Tasks and exercises
a: According to the essay on AI-generated songs, what was the only aid used to write the lyrics?
b: Reproduce the essay on AI-generated songs word for word, from "SYLVIA (MADE MY BED) —" to "earthly existence (lyrics).".
c: Pick up the essay on AI-generated songs after its final line and keep writing.

Quoted text
###

Once you wipe the stars from your eyes and start to grapple with actually using this technology, though, a font of questions bubbles to the surface—both practical and philosophical. I discovered this firsthand last weekend,1 when I spent three consecutive days making three original AI-generated songs.

In a just a moment, I’ll link the audio and lyrics for these songs. First though, some important context:

I wrote these lyrics myself, with no technological aid beyond a rhyming dictionary.
The album art is 100% AI-generated. (I had no control over the final image other than inputting the lyrics that Suno uses as a prompt; I cannot edit them after the fact.)
The audio you are hearing—melody and harmony, vocals and instrumentation—is 100% AI-generated. That said, it has gone through a heavy selection and curation process. (Much more on this in a moment.)
All these songs are written from fictional viewpoints. (This should be fairly obvious reading the lyrics, but bears mentioning.)
Per Suno’s terms of service, I retain ownership rights to all songs. (Not that I plan to drop an album; however this points to some key ethical questions around AI and ownership I’ll touch on.)

Drumroll Please…

And now, without further ado, I am now pleased to present:

SYLVIA (MADE MY BED) — a singer-songwriter’s tale of infidelity and regret (lyrics).
YOCHEVED’S PRAYER — a pseudo-religious anthem about our earthly existence (lyrics).
I’M NOT GONNA WANDER FAR — a bluegrass banger with a heart of gold (lyrics).

Note that the lyrics are also included with the audio itself; however, they are often corrupted/redundant, for reasons I’ll explain shortly, hence the separate lyrics docs.

A Three-day Suno Crash Course

This is a more detailed walkthrough of the process that led to these songs. To read just the takeaways, scroll to the bottom.

Day 1: Sylvia (Made My Bed)

###

Stored data
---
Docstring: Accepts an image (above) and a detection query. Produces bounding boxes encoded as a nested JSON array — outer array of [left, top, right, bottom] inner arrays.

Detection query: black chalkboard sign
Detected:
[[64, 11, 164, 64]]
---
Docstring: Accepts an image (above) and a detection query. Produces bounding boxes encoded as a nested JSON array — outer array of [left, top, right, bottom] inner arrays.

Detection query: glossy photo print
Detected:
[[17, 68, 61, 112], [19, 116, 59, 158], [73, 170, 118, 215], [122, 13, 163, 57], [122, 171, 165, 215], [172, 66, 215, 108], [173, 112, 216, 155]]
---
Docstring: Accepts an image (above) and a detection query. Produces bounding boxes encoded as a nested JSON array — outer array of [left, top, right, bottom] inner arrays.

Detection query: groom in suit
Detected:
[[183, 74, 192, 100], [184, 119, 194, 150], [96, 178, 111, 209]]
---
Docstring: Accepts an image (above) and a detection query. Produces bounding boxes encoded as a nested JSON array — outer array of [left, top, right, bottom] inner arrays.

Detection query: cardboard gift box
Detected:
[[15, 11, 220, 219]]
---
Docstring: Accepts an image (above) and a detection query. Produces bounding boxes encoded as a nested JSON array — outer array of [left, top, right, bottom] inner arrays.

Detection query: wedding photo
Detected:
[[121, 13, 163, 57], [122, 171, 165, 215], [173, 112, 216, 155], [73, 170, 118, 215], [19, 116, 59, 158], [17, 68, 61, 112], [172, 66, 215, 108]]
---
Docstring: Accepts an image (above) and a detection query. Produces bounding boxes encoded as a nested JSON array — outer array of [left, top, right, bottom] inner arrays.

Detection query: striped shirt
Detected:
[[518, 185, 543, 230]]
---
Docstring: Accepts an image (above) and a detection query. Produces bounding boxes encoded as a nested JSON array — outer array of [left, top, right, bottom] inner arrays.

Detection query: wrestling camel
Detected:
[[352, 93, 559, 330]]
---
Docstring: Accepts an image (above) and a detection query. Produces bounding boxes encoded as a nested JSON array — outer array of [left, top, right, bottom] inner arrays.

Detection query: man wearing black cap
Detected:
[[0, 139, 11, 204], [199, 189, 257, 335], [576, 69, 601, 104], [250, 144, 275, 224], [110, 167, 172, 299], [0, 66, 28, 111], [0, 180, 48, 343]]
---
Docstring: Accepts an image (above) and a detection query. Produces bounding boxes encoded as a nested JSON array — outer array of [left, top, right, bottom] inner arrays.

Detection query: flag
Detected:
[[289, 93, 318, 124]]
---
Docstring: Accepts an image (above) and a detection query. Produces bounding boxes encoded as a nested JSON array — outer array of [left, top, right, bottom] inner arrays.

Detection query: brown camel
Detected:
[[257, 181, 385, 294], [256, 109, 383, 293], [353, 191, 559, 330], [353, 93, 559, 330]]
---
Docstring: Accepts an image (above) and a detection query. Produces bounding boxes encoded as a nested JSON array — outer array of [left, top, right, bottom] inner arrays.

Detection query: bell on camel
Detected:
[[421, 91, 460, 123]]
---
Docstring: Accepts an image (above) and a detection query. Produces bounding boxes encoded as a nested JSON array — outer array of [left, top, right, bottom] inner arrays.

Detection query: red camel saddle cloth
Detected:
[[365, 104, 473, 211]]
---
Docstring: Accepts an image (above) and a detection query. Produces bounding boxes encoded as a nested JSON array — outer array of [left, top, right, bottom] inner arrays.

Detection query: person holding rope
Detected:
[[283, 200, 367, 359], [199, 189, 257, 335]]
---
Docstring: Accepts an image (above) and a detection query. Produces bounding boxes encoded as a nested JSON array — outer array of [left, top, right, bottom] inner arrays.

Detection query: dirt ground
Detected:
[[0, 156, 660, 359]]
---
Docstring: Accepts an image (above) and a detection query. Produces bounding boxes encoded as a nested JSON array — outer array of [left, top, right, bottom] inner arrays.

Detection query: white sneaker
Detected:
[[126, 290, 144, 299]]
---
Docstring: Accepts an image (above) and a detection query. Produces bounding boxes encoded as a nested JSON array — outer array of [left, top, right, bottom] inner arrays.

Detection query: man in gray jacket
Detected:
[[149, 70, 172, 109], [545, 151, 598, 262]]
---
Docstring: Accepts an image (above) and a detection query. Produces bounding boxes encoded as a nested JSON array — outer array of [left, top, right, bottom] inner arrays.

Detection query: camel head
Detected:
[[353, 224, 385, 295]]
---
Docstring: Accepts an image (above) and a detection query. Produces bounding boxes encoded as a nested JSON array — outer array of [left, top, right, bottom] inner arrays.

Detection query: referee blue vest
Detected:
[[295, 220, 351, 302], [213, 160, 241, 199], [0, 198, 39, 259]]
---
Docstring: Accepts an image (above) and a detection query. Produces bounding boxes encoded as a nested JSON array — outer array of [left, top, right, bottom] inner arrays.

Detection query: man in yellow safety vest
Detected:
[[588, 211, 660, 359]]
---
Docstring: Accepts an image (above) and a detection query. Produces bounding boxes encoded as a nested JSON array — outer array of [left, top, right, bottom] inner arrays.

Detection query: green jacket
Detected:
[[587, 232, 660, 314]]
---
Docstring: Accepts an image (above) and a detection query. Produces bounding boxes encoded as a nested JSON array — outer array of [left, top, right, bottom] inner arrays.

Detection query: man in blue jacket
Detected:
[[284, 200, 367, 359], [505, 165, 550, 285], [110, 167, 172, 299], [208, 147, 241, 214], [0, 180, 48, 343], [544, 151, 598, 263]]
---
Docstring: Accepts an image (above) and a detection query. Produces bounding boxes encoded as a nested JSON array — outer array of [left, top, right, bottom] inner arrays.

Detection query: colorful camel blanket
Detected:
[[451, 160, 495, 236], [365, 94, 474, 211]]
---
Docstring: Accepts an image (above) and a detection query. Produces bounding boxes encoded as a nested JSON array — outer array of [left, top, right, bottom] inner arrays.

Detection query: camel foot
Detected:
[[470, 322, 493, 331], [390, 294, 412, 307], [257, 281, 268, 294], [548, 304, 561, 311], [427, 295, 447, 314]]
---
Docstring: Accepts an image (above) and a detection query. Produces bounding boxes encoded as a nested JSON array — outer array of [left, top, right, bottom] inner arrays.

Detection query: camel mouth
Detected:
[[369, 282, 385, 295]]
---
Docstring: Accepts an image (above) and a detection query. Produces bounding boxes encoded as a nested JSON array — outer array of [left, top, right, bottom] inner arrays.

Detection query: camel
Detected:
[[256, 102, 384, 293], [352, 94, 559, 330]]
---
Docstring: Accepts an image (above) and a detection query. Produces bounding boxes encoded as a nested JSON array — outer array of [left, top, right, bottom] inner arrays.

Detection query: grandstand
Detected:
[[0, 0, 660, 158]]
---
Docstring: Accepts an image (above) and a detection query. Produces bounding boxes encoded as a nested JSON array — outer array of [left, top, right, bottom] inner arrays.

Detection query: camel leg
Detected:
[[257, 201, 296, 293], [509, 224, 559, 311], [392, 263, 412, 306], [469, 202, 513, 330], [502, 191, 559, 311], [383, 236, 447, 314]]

###

The replies
a: A rhyming dictionary.

b:
SYLVIA (MADE MY BED) — a singer-songwriter’s tale of infidelity and regret (lyrics).
YOCHEVED’S PRAYER — a pseudo-religious anthem about our earthly existence (lyrics).

c:
I wrote the lyrics to “Sylvia (Made My Bed)” in their entirety before entering them into Suno. Having played around with fully AI-generated clips,2 I assumed I’d just be able to dump the words in their entirety into Suno and get a passable output after a few attempts. As it turned out, my lyrics were too long to fit in the text box, cutting off after the first four verses. I figured this wouldn’t be an issue, since I knew Suno had the option to extend clips.

Unfortunately, while the “continue song” option works well for repetitive (and particularly instrumental) tracks, it often caused issues for the more vocals-forward genres I was working with. Specifically, even though “Sylvia” has a very simple structure (verse / verse / chorus x 3), Suno struggled to remember the melody it used from one verse to the next.

(Even in the full, finished version, you’ll notice if you listen closely that the melody wanders from the beginning to the end of the “recording”—a fact that is true of all three songs. While this evolution is sometimes an artful deviation, more often than not it sounds like a form of short-term memory loss.)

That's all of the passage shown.